> [What you have to do]: In the page excerpt, what does the writer usually say in reply when Mom's speech comes out garbled?

The full text of the article, written by Barbara Overholser, appears in InSight, a publication of the Penn Memory Center.  Full disclosure: I sometimes write articles for InSight and the Penn Memory Center. Though I didn’t write the one described here, I had the pleasure of interviewing Toni last summer for a different project. What impressed me most about her was the fact that she seemed to be drinking life’s full cup of happiness in a situation that might knock others into a state of depression. As I see it, this is the true benefit of developing your own, custom-made perspective on life. It’s very hard to ignore the ugly things we know about Alzheimer’s when dealing with the early stages of memory decline. But Tony shows us that it is possible to embrace the good in life even when we feel threatened by what could happen in the future. 

If you are scared about what you see happening to someone you love, read this article and see if Toni’s story offers something to help shift your perspective. In her conversations with me, she said she doesn’t know where she is “on the symptom spectrum” but she doesn’t worry. She used to be an “Olympic quality worrier” but she knows that medically she is in the best hands and she can’t let worry steal her happiness. In my opinion, Toni also provides an example of Olympic quality courage.

Dementia and the Struggle to Communicate

It used to happen occasionally, but now almost all of my mom’s speech comes out garbled. If I walk up behind her when she’s zoning out, it sounds like she’s speaking an alien language. My standard reply is: “Yes, of course.”

Smoke on the Water

Foggy morning, Henning Pond

“Of course” is one of Mom’s favorite expressions. It’s a phrase she likes to hear from me. But most times I have no idea what I’m affirming when I say it. I try hard to understand her crazy words from context, but when she gets that distant look in her eye, I don’t know what part of her galaxy she’s discussing. My sister thinks our mom is remembering old conversations. She’s heard our mother mention the names of her siblings when she’s in these trances. That may be true at times, but more often I find myself  scanning the room, trying to discover what’s prompting her talk.

Mom’s language sounds like the babble of children who speak before they know words. They point at things, their eyes light up. Their sincerity animates every little thing they struggle to say. And my mom is a very tiny lady who can be cute as a three-year old when she starts telling you one of her stories.

She makes me remember when I was a little kid. I think I became a “writer” when she gave me my first crayons and some blank construction paper. The letters of the alphabet were still a mystery to me, but I had my own set of scribbles that I used to create “words.” My stories were mainly about Blackie, the puppy we had when I was still too young for school. She listened while I “read” her the symbols she couldn’t decipher, completely unaware that she was launching a career.

> [Material provided]:
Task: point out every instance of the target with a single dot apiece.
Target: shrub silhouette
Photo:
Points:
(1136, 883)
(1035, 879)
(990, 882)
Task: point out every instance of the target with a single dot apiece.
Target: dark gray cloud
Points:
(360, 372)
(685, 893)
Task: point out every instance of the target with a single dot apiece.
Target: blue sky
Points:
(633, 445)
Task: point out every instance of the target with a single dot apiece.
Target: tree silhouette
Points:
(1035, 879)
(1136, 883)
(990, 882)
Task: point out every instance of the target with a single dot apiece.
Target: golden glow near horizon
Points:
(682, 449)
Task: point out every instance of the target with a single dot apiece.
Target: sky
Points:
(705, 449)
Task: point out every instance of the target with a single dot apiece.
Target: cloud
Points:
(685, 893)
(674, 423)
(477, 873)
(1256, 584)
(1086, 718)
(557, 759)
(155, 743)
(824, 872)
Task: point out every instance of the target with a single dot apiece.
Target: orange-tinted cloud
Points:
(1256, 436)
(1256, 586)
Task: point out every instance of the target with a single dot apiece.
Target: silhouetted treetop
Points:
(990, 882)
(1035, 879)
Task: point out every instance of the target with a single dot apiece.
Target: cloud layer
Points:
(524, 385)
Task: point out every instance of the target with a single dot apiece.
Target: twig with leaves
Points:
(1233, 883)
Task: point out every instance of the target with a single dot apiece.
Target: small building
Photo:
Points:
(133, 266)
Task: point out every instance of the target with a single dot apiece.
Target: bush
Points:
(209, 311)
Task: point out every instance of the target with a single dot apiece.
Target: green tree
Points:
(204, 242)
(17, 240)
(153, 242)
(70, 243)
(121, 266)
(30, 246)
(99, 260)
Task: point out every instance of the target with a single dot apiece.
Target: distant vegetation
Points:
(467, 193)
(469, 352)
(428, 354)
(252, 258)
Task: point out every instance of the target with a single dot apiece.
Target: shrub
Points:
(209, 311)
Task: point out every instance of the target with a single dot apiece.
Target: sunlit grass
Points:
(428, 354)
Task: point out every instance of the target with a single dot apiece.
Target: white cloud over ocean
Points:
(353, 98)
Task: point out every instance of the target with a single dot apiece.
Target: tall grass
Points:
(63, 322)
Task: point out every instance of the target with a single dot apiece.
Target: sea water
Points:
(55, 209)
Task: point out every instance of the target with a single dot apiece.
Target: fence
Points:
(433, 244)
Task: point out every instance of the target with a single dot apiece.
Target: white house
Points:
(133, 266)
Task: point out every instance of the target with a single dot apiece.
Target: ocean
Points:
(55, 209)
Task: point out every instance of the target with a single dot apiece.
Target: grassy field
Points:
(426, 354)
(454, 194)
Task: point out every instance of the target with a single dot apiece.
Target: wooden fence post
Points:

> [Output below]: "Yes, of course."